ヤフーオークションで、これまでにこけしを手に入れたことは一度もありませんでしたが、ときおり入ってくるニュースレターに、こけしが紹介されていることがあります。
いつもは、ろくに見もしないのですが、あるとき土湯系の「たこ坊主」と呼ばれるこけしがセットで出品されていました。ユニークなたこ坊主にはちょっと関心がありました。出品されていたのは岩本芳蔵さんのこけしのセットと瀬谷重治さんのこけしのセット、出品者は同じ人で、終了日も同じでした。

■ データ抜粋
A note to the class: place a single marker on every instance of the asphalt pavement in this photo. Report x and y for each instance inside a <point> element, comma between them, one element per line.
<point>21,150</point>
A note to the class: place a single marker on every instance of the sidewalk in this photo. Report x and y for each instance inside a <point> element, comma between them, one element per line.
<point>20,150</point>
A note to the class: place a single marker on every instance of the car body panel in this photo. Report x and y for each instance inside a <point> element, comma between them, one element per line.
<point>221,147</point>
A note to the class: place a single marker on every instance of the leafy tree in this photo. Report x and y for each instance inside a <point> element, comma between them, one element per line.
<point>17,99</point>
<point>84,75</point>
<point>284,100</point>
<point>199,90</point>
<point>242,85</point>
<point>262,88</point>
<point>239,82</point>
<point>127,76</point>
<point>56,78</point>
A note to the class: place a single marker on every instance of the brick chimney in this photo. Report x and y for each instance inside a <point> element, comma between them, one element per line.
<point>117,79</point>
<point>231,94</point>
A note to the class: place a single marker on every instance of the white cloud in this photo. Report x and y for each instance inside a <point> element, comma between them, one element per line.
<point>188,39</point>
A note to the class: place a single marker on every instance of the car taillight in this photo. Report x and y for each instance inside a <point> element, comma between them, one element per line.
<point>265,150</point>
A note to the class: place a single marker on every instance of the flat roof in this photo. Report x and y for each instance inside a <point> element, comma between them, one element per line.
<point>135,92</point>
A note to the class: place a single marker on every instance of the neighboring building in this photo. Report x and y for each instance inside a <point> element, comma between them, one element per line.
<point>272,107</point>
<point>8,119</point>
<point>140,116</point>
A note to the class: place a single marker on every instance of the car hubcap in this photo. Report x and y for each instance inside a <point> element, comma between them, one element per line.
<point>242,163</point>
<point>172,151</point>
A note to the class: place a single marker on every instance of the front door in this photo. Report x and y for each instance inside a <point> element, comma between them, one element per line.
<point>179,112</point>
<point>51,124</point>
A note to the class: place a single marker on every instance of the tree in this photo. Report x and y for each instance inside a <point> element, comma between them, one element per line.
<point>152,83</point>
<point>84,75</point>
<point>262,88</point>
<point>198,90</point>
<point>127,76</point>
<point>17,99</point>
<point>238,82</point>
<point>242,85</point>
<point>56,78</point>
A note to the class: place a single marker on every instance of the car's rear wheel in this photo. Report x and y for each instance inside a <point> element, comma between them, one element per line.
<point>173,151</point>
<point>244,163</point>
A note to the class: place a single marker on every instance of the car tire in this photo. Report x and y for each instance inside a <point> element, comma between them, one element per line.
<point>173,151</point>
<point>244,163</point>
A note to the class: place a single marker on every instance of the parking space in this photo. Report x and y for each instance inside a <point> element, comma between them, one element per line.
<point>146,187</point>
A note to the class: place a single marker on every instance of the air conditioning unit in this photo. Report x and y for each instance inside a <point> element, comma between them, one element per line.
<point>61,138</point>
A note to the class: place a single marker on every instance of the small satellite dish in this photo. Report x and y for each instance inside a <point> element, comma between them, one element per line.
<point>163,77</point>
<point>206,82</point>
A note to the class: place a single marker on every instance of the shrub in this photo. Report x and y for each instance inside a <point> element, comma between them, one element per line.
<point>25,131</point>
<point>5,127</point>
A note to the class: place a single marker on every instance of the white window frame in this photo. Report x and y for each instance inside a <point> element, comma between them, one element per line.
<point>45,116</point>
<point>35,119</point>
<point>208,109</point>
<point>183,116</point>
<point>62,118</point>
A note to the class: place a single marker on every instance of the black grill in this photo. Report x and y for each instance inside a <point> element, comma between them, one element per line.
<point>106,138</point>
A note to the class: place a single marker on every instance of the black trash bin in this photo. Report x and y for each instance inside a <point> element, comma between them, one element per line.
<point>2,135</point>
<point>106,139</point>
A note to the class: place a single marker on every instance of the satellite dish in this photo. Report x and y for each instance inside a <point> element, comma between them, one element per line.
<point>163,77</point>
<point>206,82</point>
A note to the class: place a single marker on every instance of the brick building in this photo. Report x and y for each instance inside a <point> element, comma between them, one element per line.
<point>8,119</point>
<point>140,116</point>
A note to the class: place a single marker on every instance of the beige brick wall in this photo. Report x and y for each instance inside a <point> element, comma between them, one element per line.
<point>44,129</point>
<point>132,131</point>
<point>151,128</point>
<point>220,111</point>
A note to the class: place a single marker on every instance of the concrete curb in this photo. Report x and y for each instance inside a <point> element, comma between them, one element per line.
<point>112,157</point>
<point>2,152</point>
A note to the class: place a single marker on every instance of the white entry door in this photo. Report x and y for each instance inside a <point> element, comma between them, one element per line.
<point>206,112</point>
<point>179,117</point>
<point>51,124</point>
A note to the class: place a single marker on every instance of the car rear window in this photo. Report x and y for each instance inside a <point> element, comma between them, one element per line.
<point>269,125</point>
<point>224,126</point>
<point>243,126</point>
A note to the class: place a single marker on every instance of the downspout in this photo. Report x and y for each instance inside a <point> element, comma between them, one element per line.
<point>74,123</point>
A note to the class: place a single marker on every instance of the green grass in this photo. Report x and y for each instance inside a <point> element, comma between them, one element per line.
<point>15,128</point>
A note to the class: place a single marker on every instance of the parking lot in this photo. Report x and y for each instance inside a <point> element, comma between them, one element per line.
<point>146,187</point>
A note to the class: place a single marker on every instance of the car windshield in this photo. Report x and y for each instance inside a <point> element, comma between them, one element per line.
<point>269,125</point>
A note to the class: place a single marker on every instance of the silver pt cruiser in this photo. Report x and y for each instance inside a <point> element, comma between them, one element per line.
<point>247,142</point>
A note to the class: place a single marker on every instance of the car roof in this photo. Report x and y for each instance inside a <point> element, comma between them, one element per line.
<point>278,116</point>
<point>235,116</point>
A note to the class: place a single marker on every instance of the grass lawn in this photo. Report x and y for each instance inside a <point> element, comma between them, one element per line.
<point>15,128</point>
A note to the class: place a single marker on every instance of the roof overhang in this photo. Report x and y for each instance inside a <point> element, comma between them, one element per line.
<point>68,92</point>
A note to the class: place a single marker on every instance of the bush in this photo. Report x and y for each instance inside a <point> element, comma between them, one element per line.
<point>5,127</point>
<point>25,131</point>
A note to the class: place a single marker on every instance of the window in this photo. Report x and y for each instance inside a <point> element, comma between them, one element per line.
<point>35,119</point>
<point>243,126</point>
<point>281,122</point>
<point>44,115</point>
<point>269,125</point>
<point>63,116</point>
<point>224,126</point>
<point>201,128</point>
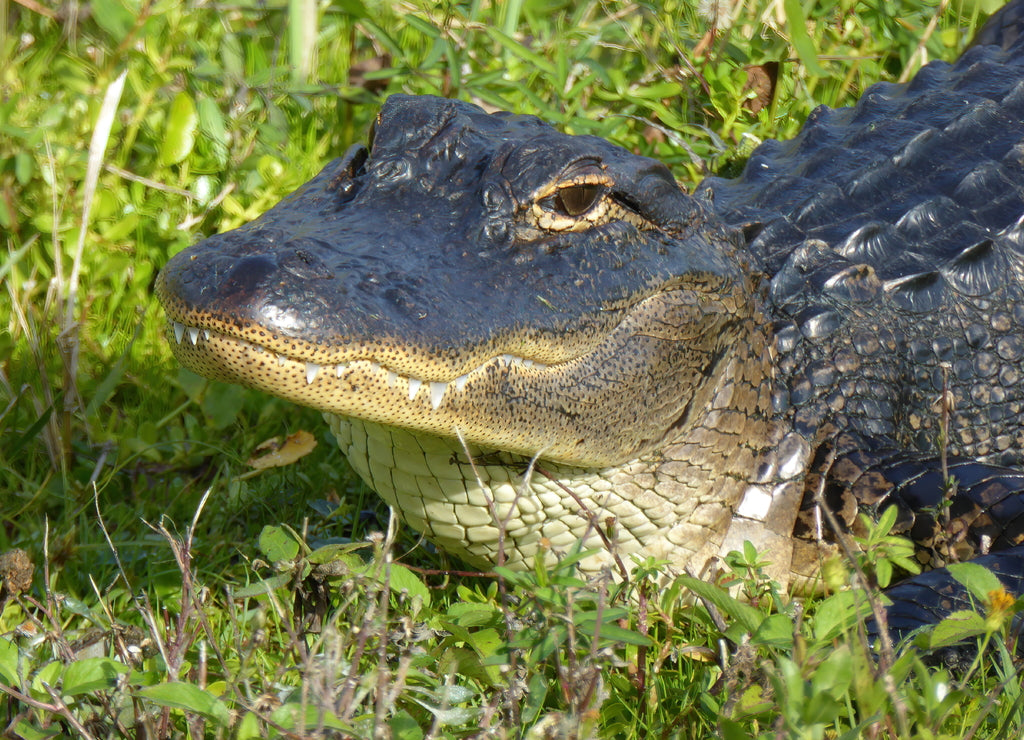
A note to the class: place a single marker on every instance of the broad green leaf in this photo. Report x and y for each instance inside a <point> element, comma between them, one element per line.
<point>404,579</point>
<point>278,543</point>
<point>775,629</point>
<point>115,16</point>
<point>976,578</point>
<point>956,627</point>
<point>179,134</point>
<point>91,675</point>
<point>839,613</point>
<point>187,697</point>
<point>471,615</point>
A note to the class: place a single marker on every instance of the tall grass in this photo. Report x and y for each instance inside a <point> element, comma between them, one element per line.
<point>175,594</point>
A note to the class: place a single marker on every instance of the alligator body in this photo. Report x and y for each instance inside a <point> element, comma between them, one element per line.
<point>524,340</point>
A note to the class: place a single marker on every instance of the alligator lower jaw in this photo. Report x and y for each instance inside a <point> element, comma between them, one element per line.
<point>497,508</point>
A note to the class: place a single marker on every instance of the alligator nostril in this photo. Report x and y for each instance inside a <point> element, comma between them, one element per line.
<point>352,165</point>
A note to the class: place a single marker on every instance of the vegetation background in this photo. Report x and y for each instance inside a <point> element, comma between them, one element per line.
<point>173,591</point>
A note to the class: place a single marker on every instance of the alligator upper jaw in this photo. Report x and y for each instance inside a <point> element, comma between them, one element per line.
<point>569,412</point>
<point>441,284</point>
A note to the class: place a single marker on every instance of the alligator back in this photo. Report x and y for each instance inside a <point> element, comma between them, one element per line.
<point>892,236</point>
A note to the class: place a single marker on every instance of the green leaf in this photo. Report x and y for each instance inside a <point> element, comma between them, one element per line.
<point>211,123</point>
<point>31,731</point>
<point>404,727</point>
<point>179,135</point>
<point>91,675</point>
<point>797,25</point>
<point>840,613</point>
<point>187,697</point>
<point>404,579</point>
<point>115,16</point>
<point>278,543</point>
<point>8,662</point>
<point>749,617</point>
<point>956,627</point>
<point>976,578</point>
<point>263,586</point>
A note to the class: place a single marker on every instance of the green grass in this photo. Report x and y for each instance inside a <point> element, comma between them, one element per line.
<point>275,608</point>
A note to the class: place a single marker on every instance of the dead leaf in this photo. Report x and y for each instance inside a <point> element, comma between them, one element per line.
<point>276,454</point>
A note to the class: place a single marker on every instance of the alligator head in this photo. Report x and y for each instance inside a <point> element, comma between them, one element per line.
<point>479,284</point>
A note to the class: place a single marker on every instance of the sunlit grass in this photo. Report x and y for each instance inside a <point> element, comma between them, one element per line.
<point>151,611</point>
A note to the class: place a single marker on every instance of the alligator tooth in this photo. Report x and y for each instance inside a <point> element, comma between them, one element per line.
<point>436,393</point>
<point>414,387</point>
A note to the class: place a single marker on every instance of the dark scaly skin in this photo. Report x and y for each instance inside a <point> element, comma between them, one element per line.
<point>695,367</point>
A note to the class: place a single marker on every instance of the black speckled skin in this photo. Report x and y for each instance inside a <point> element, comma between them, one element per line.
<point>892,235</point>
<point>881,254</point>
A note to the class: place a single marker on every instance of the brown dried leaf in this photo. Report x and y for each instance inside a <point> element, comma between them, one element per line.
<point>276,454</point>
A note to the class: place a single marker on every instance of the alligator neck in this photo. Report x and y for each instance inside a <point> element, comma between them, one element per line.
<point>676,503</point>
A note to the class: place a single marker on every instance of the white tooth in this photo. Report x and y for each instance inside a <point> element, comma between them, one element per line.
<point>436,393</point>
<point>414,387</point>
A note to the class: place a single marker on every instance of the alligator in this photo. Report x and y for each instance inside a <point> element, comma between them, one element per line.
<point>527,341</point>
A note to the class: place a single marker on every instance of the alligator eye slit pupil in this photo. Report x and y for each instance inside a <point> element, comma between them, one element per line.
<point>577,200</point>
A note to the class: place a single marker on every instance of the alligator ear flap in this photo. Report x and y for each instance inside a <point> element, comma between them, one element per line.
<point>651,191</point>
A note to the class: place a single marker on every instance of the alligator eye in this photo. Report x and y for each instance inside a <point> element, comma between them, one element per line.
<point>577,200</point>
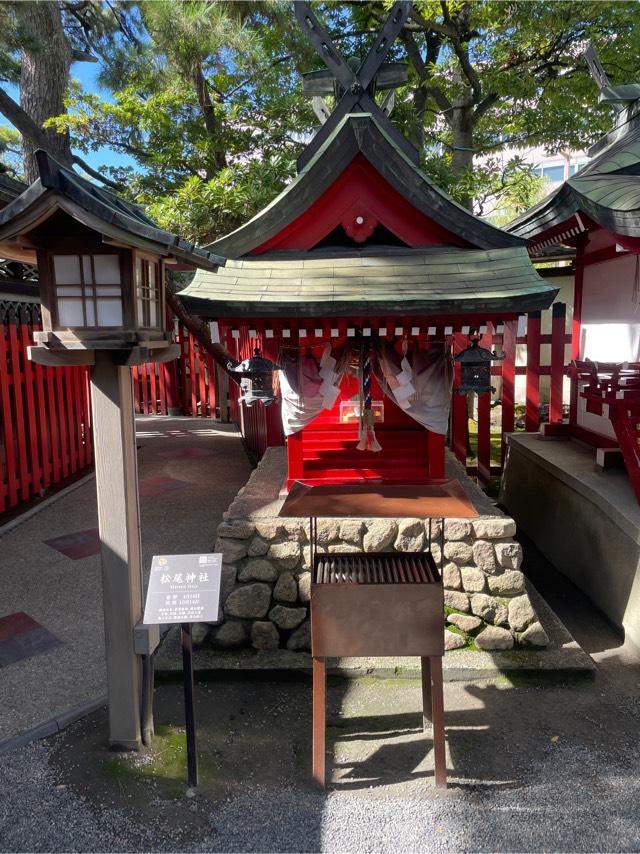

■ 課題
ページ抜粋に基づいて答えよ。
(a) 書き手がこれまでにヤフーオークションでこけしを手に入れた回数は何回か。
(b) 出品されていた土湯系のこけしは何と呼ばれているか。
(c) 出品されていたのは、だれのこけしのセットか。
データはこの課題には関係しない。

■ 解答
(a) 一度もない。
(b) 「たこ坊主」。
(c) 岩本芳蔵さんのこけしのセットと瀬谷重治さんのこけしのセット。